_Problem to work on:_ Reproduce every line from the one containing "Hello! I'd appreciate your help detecting the cabin" through the last line, both included, keeping the requests as they are, and add 35 to each bounding box coordinate in the answers.

════════════════

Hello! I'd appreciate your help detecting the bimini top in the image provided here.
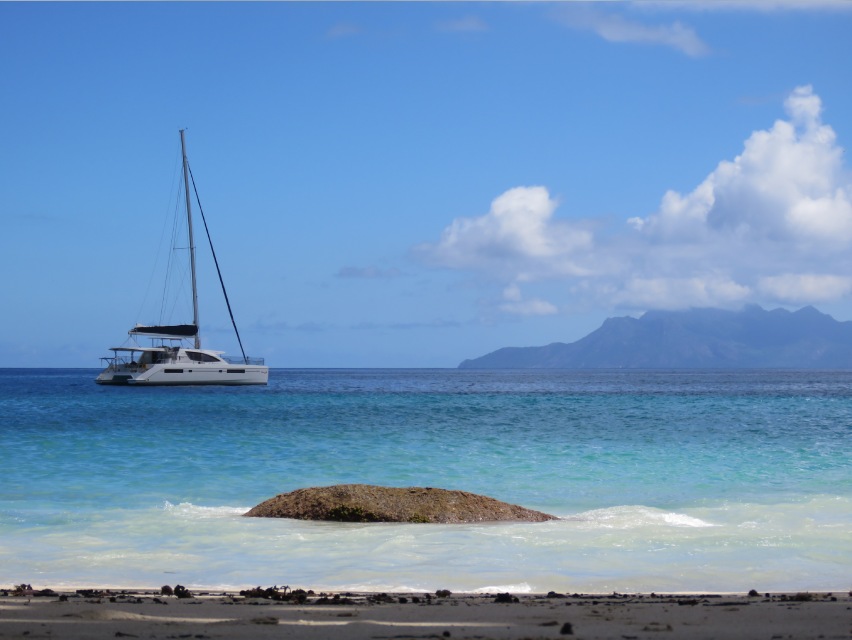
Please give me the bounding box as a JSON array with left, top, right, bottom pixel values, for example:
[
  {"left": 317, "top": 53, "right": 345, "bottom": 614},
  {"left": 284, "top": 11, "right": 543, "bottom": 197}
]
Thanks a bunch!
[{"left": 127, "top": 324, "right": 198, "bottom": 339}]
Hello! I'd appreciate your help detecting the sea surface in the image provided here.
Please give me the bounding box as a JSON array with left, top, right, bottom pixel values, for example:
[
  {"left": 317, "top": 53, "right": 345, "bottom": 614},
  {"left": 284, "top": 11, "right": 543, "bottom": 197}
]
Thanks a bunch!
[{"left": 0, "top": 369, "right": 852, "bottom": 593}]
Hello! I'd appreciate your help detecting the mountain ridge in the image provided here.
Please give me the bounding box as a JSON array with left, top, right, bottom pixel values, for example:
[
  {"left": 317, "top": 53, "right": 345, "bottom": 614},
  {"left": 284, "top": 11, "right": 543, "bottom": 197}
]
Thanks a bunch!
[{"left": 459, "top": 305, "right": 852, "bottom": 369}]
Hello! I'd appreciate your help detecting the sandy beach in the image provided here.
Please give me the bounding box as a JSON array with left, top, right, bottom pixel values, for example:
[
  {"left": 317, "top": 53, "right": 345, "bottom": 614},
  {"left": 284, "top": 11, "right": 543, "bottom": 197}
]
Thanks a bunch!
[{"left": 0, "top": 588, "right": 852, "bottom": 640}]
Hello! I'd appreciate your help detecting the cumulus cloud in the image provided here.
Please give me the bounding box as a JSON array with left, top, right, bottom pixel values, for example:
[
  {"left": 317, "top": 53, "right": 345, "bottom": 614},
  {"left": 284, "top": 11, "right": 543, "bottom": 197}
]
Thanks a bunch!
[
  {"left": 557, "top": 5, "right": 710, "bottom": 56},
  {"left": 417, "top": 186, "right": 592, "bottom": 278},
  {"left": 630, "top": 86, "right": 852, "bottom": 246},
  {"left": 417, "top": 86, "right": 852, "bottom": 315}
]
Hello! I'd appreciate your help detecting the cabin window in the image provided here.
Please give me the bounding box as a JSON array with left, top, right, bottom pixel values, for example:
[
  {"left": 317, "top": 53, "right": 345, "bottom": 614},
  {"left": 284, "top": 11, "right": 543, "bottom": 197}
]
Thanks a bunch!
[{"left": 186, "top": 350, "right": 221, "bottom": 362}]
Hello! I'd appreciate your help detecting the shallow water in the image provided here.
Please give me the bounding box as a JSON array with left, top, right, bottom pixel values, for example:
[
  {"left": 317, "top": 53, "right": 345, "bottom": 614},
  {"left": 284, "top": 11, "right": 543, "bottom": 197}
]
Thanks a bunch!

════════════════

_Reply to the exercise:_
Hello! I'd appreciate your help detecting the cabin window in the image provided here.
Please give me the bounding box as a JSON array with left, top, right, bottom pixel values, for example:
[
  {"left": 317, "top": 53, "right": 345, "bottom": 614},
  {"left": 284, "top": 11, "right": 543, "bottom": 197}
]
Thanks a bunch!
[{"left": 221, "top": 385, "right": 256, "bottom": 397}]
Hello! I'd appreciate your help detecting the shallow water in the image provided here.
Please give me the bounding box as a JSON array with left, top, right, bottom pixel values, for example:
[
  {"left": 317, "top": 53, "right": 345, "bottom": 614},
  {"left": 284, "top": 11, "right": 543, "bottom": 197}
]
Thanks a bunch!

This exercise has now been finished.